从下方关于碳膜的文字中，摘录从“目前主要采用化学气相沉积和高”一直到“碳化膜脆性较大且易碎等问题。”的全部文字。

• 阅读摘录:
##############################
碳膜的特性是比重轻、耐酸碱、耐有机溶剂,传热和导电性好,耐热冲击、耐磨损,自润滑性、机械加工性和生体相容性好、异向性大。因而,在空间技术领域、核工业、电子信息技术领域等被广泛应用。
目前主要采用化学气相沉积和高分子碳化法制备碳膜。化学气相沉积的主要缺点是成本较贵,同时沉积较厚的碳膜需要很长的周期,技术上很难实现。高分子碳化法制备碳膜材料是一种很有前景的方法,工艺简单,能耗少,制备的薄膜结构紧密,有很好的力学强度。聚酰亚胺作为一种含有大量芳香杂环结构的合成树脂,具有碳化产率较高,结构致密,同时具有很好的成型工艺,可以制备成薄膜、块体、异型体等复杂构件,但是目前仍然存碳化温度高、耗能大、碳化周期长、碳化膜碳化率较低,制备的碳化膜脆性较大且易碎等问题。
##############################
• 所给数据:
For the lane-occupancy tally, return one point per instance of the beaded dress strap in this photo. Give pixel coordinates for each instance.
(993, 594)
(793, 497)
##############################
• 书面作答:
目前主要采用化学气相沉积和高分子碳化法制备碳膜。化学气相沉积的主要缺点是成本较贵,同时沉积较厚的碳膜需要很长的周期,技术上很难实现。高分子碳化法制备碳膜材料是一种很有前景的方法,工艺简单,能耗少,制备的薄膜结构紧密,有很好的力学强度。聚酰亚胺作为一种含有大量芳香杂环结构的合成树脂,具有碳化产率较高,结构致密,同时具有很好的成型工艺,可以制备成薄膜、块体、异型体等复杂构件,但是目前仍然存碳化温度高、耗能大、碳化周期长、碳化膜碳化率较低,制备的碳化膜脆性较大且易碎等问题。